[START OF Records supplied]

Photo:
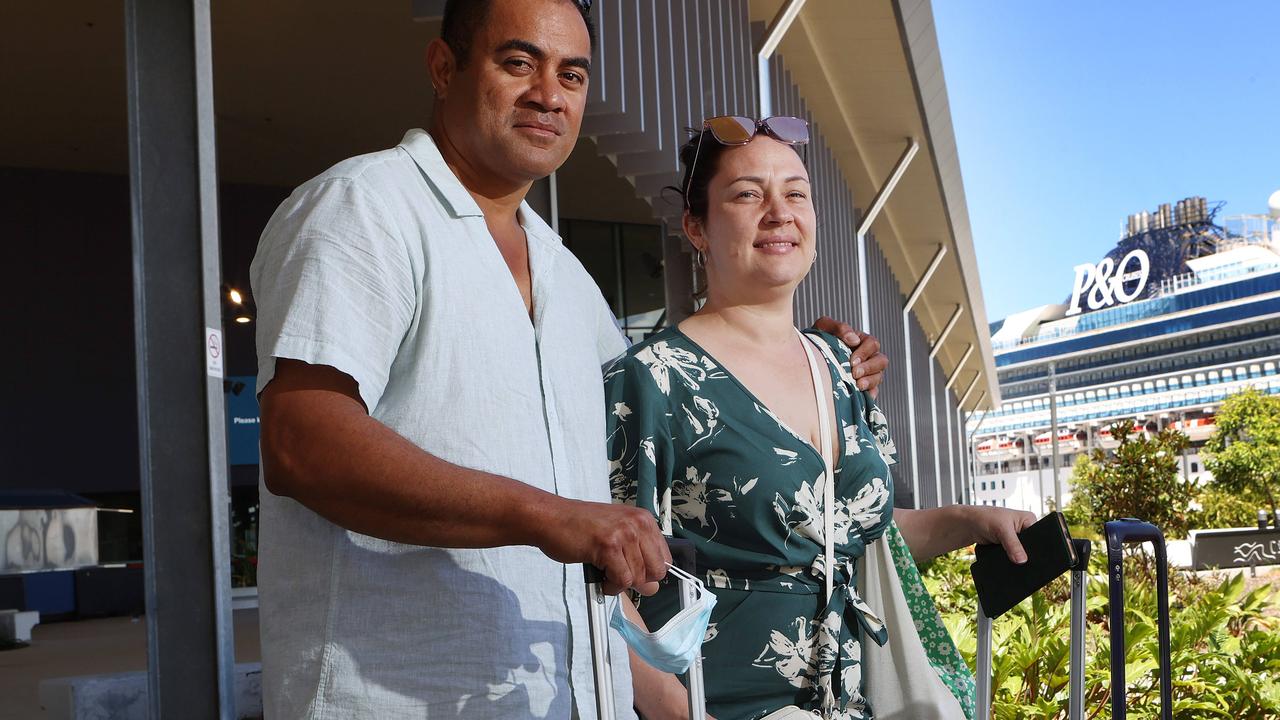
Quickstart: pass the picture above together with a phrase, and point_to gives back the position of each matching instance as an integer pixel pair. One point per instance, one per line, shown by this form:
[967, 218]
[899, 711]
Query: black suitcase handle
[1119, 534]
[684, 555]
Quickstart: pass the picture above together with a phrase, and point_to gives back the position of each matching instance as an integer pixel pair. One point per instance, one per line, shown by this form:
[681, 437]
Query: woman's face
[758, 233]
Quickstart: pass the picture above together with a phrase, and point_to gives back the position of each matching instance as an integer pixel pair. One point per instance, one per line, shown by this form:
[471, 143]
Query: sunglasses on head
[736, 130]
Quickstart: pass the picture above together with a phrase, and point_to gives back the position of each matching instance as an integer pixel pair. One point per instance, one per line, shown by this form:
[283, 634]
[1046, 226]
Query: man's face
[515, 109]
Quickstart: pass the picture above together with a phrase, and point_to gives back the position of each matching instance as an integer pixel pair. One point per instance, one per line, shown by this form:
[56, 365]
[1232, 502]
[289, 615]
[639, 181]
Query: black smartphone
[1002, 584]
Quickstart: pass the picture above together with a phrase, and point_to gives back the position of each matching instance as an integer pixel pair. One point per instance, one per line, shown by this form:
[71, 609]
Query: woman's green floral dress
[690, 443]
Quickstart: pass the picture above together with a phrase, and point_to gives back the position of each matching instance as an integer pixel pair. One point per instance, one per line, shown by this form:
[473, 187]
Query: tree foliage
[1138, 481]
[1244, 451]
[1225, 645]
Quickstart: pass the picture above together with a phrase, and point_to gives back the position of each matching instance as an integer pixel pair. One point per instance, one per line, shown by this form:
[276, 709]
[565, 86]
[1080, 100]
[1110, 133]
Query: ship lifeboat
[993, 450]
[1068, 442]
[1105, 438]
[1198, 429]
[1139, 428]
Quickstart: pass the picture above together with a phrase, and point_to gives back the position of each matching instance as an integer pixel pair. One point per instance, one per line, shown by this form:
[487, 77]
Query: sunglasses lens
[732, 130]
[787, 128]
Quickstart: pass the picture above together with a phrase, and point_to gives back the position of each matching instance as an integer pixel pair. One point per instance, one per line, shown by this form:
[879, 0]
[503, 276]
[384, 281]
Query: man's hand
[1000, 525]
[621, 540]
[868, 363]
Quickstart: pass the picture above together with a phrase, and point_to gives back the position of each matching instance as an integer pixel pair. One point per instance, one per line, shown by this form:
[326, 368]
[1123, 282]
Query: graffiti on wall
[48, 540]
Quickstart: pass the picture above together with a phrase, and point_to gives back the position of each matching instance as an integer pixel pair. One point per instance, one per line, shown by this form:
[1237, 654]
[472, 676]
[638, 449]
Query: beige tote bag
[899, 680]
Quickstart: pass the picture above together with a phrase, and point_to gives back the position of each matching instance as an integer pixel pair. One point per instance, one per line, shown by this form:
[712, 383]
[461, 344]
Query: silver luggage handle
[1120, 533]
[1079, 587]
[684, 556]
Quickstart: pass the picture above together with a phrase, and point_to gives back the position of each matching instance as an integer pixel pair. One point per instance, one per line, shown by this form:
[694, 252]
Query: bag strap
[828, 486]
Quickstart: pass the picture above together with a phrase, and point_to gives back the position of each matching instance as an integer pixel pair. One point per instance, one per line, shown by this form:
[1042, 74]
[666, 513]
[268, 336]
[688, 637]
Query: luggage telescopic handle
[1119, 534]
[1079, 593]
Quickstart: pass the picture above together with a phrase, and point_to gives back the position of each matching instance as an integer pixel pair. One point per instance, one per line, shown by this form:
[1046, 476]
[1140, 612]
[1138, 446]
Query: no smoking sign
[214, 352]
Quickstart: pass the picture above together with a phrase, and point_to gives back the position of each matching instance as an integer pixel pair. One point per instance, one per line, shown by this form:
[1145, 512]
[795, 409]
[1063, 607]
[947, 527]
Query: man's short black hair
[462, 21]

[END OF Records supplied]

-- Directive --
Show each line of the material above that contains the string "handle", copied in full and in its original order.

-- Written response --
Query: black suitcase handle
Query: silver luggage handle
Query: luggage telescopic handle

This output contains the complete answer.